[[ EXTRACTED TEXT open ]]

In the picture
Fuel tanker of Petróleos Mexicanos, Mexico's state-owned oil company [Pemex].
Mexico passed an energy reform in 2013 that, with the end of Pemex's monopoly, opened up the oil sector to private and foreign initiative. The aim was to reverse the decline in crude oil production, as well as to obtain the financing and technology necessary to modernise the state-owned company. Opposed to this opening, which he describes as "betrayal of the homeland", Andrés Manuel López Obrador has been pushing for a reversal of this policy since he became president in 2018. At the end of 2021, he presented a counter-reform that, although it focuses more on the electricity sector, also has consequences for the oil sector. López Obrador's statism and an international situation that is more focused on renewables could dampen investor interest in Mexico.
The 2013 'Pact for Mexico', which at the start of Enrique Peña Nieto's presidency brought about various reforms - approved at congress with the support of the then three major political parties (PRI, PAN and PRD) - endorsed the view that, without foreign investment, the Mexican oil sector could not prosper. Having reached a production peak of 3.4 million barrels per day in 2003, which contributed 33 per cent of the state's income, ten years later there was an "inevitable and inexorable decline", as the Wilson Center would later point out. Unless the state oil company, Petróleos Mexicanos (Pemex), obtained the necessary technologies and know-how through agreements with large private companies and foreign investment for new projects, Mexico would make little profit from its hydrocarbon reserves, many of which are in deep water or unconventional formations.

[[ EXTRACTED TEXT closed ]]

TO DO: Please reproduce the text on Mexico's oil sector word for word, from start to finish. The entries here come from a separate source, unrelated to the text on Mexico's oil sector.

[[ EXTRACTED DATA open ]]

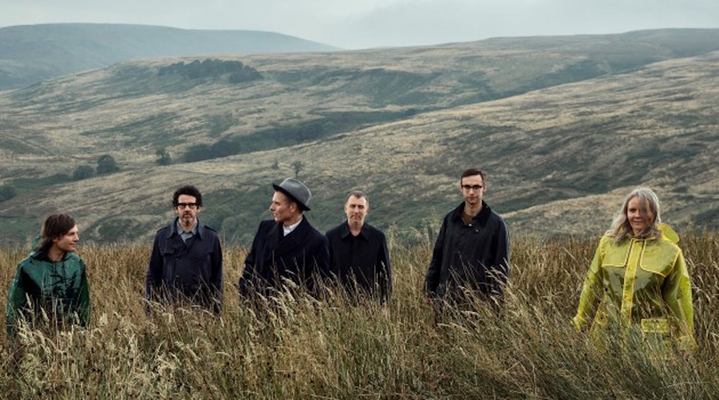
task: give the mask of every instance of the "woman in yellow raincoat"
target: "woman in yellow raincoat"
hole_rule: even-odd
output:
[[[670,343],[671,338],[679,348],[693,349],[687,264],[678,236],[661,220],[659,200],[651,189],[639,187],[626,197],[585,278],[572,319],[577,329],[591,324],[596,338],[639,328],[645,340]]]

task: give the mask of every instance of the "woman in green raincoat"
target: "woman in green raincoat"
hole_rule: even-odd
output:
[[[17,264],[8,292],[9,335],[15,335],[21,317],[53,330],[73,323],[87,326],[90,292],[85,263],[75,254],[79,238],[70,215],[53,214],[45,220],[33,250]]]
[[[626,197],[585,278],[572,319],[577,329],[591,324],[595,338],[641,330],[645,341],[671,343],[672,338],[683,350],[694,348],[687,264],[678,236],[661,220],[651,189],[639,187]]]

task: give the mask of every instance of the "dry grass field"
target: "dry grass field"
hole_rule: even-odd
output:
[[[391,236],[390,236],[391,238]],[[506,304],[436,321],[421,291],[430,255],[390,241],[388,309],[319,302],[293,290],[260,314],[234,289],[244,251],[225,248],[221,318],[143,312],[147,246],[87,245],[91,326],[0,337],[9,399],[715,399],[719,393],[719,236],[680,242],[692,279],[698,350],[658,355],[620,340],[595,348],[574,330],[597,240],[515,236]],[[24,250],[0,250],[0,294]],[[656,350],[656,349],[654,349]]]

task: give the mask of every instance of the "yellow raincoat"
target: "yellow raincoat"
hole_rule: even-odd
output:
[[[605,236],[585,279],[577,329],[599,333],[608,327],[639,327],[645,338],[673,338],[680,348],[695,346],[694,308],[687,264],[670,228],[659,240]]]

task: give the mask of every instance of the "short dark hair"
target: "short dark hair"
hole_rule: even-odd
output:
[[[67,214],[52,214],[45,218],[40,230],[40,242],[35,250],[47,251],[52,244],[52,239],[57,239],[70,232],[75,226],[75,220]]]
[[[344,199],[344,204],[347,203],[347,200],[349,200],[349,197],[357,197],[360,199],[365,197],[365,200],[367,200],[367,205],[370,205],[370,197],[368,197],[367,195],[365,195],[364,192],[362,192],[360,190],[352,190],[352,192],[350,192],[349,194],[347,195],[347,197],[345,197]]]
[[[480,175],[482,177],[482,183],[487,183],[485,182],[485,173],[479,169],[477,169],[476,168],[464,169],[464,172],[462,173],[462,176],[459,177],[459,183],[462,183],[462,179],[466,178],[467,177],[473,177],[475,175]]]
[[[190,185],[183,186],[173,193],[173,207],[178,206],[178,203],[179,203],[178,199],[180,198],[181,195],[187,195],[188,196],[195,197],[195,203],[197,203],[197,205],[202,207],[202,195],[200,194],[200,191],[197,190],[197,187]]]

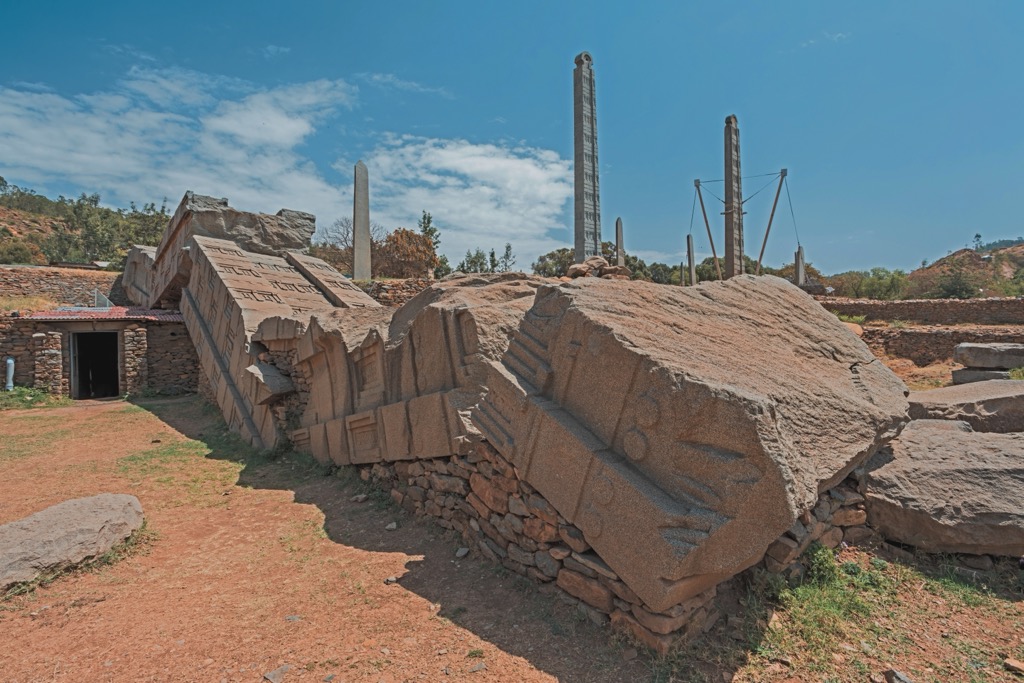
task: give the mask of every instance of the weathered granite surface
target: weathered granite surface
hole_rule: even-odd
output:
[[[867,466],[872,526],[928,552],[1024,555],[1024,434],[914,420]]]
[[[757,562],[907,419],[902,382],[774,278],[547,285],[487,365],[473,424],[655,609]]]
[[[1024,380],[988,380],[911,391],[913,420],[961,420],[980,432],[1024,431]]]
[[[142,525],[134,496],[100,494],[58,503],[0,526],[0,591],[44,571],[98,557]]]

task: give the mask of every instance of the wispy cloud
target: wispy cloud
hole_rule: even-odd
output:
[[[429,211],[441,250],[457,262],[467,250],[508,242],[519,266],[568,244],[564,207],[571,165],[550,150],[388,135],[364,161],[371,209],[384,225],[415,225]]]
[[[815,38],[809,38],[800,44],[801,47],[813,47],[815,45],[823,45],[825,43],[845,43],[853,37],[851,33],[828,33],[827,31],[822,31],[821,35]]]
[[[267,45],[262,49],[263,58],[270,60],[276,57],[284,56],[292,51],[290,47],[282,47],[281,45]]]
[[[355,78],[379,88],[391,88],[394,90],[402,90],[404,92],[440,95],[441,97],[446,97],[447,99],[455,98],[455,95],[453,95],[447,88],[423,85],[421,83],[417,83],[416,81],[407,81],[398,78],[394,74],[356,74]]]
[[[338,189],[296,147],[355,96],[344,81],[267,89],[181,69],[132,69],[78,95],[0,86],[0,175],[121,206],[194,189],[247,210],[336,216]]]
[[[104,202],[186,189],[247,211],[309,211],[323,226],[351,214],[350,179],[333,182],[308,156],[327,130],[365,126],[358,90],[344,80],[273,88],[185,69],[132,68],[112,87],[61,94],[0,86],[0,175],[45,191],[79,187]],[[372,218],[415,226],[423,210],[458,262],[506,242],[528,267],[570,244],[571,163],[522,143],[470,142],[366,131]],[[364,138],[365,139],[365,138]],[[355,159],[334,168],[351,174]]]

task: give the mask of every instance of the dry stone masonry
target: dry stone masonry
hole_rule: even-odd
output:
[[[782,280],[671,288],[595,258],[575,280],[462,275],[381,306],[299,251],[198,233],[196,204],[186,195],[128,291],[180,306],[228,424],[257,447],[360,468],[596,623],[667,651],[714,626],[731,577],[799,577],[811,543],[898,525],[870,506],[893,454],[913,454],[910,438],[887,450],[905,387]],[[229,232],[212,214],[233,210],[202,206]]]

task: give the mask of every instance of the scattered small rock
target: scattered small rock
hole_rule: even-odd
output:
[[[287,664],[283,665],[281,667],[278,667],[273,671],[268,671],[267,673],[263,674],[263,678],[267,681],[270,681],[270,683],[281,683],[282,681],[285,680],[285,674],[287,674],[288,670],[291,668],[292,668],[291,665]]]

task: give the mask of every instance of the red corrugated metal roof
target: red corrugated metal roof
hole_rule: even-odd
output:
[[[37,310],[26,315],[34,321],[148,321],[151,323],[183,323],[176,310],[140,308],[138,306],[111,306],[110,308],[68,307]]]

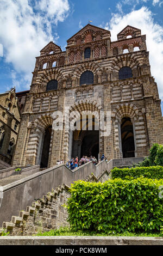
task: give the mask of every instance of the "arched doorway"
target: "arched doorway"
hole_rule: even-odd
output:
[[[133,125],[129,117],[122,119],[121,141],[123,157],[135,157],[135,142]]]
[[[42,153],[41,153],[41,162],[40,162],[41,168],[46,168],[46,167],[47,167],[47,166],[48,166],[50,144],[51,144],[51,134],[52,134],[52,126],[48,126],[45,130],[45,133],[44,136],[44,138],[42,141],[43,143],[42,143],[42,149],[41,149]]]
[[[99,129],[97,121],[91,114],[81,116],[79,119],[76,124],[78,128],[73,133],[72,157],[80,158],[84,155],[89,157],[92,155],[98,159]]]

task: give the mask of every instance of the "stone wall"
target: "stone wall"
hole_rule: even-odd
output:
[[[91,174],[85,180],[104,182],[108,178],[109,173],[104,170],[98,177]],[[11,235],[26,236],[69,226],[67,212],[63,206],[71,196],[69,189],[69,186],[62,184],[42,198],[36,198],[26,211],[21,211],[18,216],[12,216],[10,222],[3,222],[3,228]]]

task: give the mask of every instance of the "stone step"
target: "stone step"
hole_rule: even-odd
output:
[[[29,212],[28,211],[21,211],[20,212],[19,217],[22,218],[23,219],[24,218],[27,218],[29,215]]]
[[[19,224],[23,220],[23,218],[21,217],[12,216],[11,222],[14,224]]]

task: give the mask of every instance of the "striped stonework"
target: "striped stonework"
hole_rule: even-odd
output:
[[[131,38],[128,38],[129,35]],[[78,112],[78,119],[83,111],[101,113],[105,125],[109,115],[106,128],[109,132],[104,135],[100,130],[98,141],[86,146],[90,149],[98,144],[95,150],[99,151],[99,157],[102,154],[108,160],[123,157],[122,119],[132,126],[133,131],[128,132],[133,132],[135,156],[148,155],[154,143],[163,144],[160,100],[151,73],[146,35],[130,26],[117,34],[116,41],[111,41],[110,35],[110,31],[88,24],[67,40],[65,51],[53,42],[40,51],[22,113],[14,165],[39,164],[42,154],[48,157],[44,148],[49,152],[48,167],[55,165],[58,160],[67,161],[72,152],[77,152],[73,147],[77,148],[78,143],[81,145],[84,137],[80,137],[80,131],[74,134],[66,127],[67,121],[75,118],[70,117],[74,111]],[[139,47],[136,51],[135,47]],[[86,48],[90,48],[90,56],[85,59]],[[123,53],[124,49],[129,52]],[[123,70],[130,70],[130,75],[122,76]],[[86,77],[85,84],[80,83],[82,75],[86,71],[93,74],[92,77],[92,73],[86,73],[91,74],[92,84]],[[48,90],[48,83],[54,80],[57,81],[57,88],[52,86],[54,89]],[[62,129],[54,130],[51,127],[59,113],[63,121]],[[59,122],[57,125],[61,125]],[[73,141],[74,134],[76,137]],[[93,136],[93,133],[87,134]],[[92,138],[87,138],[90,143]]]

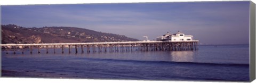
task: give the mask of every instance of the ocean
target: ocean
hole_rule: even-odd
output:
[[[195,51],[68,53],[66,48],[2,52],[2,76],[150,80],[249,81],[249,45],[200,45]],[[86,51],[85,49],[84,49]]]

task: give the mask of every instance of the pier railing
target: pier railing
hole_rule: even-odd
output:
[[[33,48],[37,48],[40,53],[40,49],[46,49],[48,53],[49,48],[53,48],[55,53],[55,48],[61,48],[62,53],[64,53],[63,48],[68,48],[69,53],[70,48],[75,48],[75,52],[78,52],[77,47],[80,47],[82,53],[83,47],[86,47],[87,52],[118,52],[118,51],[196,51],[198,49],[198,40],[190,41],[138,41],[138,42],[118,42],[100,43],[48,43],[48,44],[1,44],[2,51],[15,51],[19,49],[23,53],[24,49],[30,48],[32,53]],[[98,50],[96,50],[98,48]],[[6,52],[7,54],[8,53]]]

[[ EXTRACTED DATA closed ]]

PROBLEM SOLUTION:
In the picture
Fuel tanker of Petróleos Mexicanos, Mexico's state-owned oil company [Pemex].
Mexico passed an energy reform in 2013 that, with the end of Pemex's monopoly, opened up the oil sector to private and foreign initiative. The aim was to reverse the decline in crude oil production, as well as to obtain the financing and technology necessary to modernise the state-owned company. Opposed to this opening, which he describes as "betrayal of the homeland", Andrés Manuel López Obrador has been pushing for a reversal of this policy since he became president in 2018. At the end of 2021, he presented a counter-reform that, although it focuses more on the electricity sector, also has consequences for the oil sector. López Obrador's statism and an international situation that is more focused on renewables could dampen investor interest in Mexico.
The 2013 'Pact for Mexico', which at the start of Enrique Peña Nieto's presidency brought about various reforms - approved at congress with the support of the then three major political parties (PRI, PAN and PRD) - endorsed the view that, without foreign investment, the Mexican oil sector could not prosper. Having reached a production peak of 3.4 million barrels per day in 2003, which contributed 33 per cent of the state's income, ten years later there was an "inevitable and inexorable decline", as the Wilson Center would later point out. Unless the state oil company, Petróleos Mexicanos (Pemex), obtained the necessary technologies and know-how through agreements with large private companies and foreign investment for new projects, Mexico would make little profit from its hydrocarbon reserves, many of which are in deep water or unconventional formations.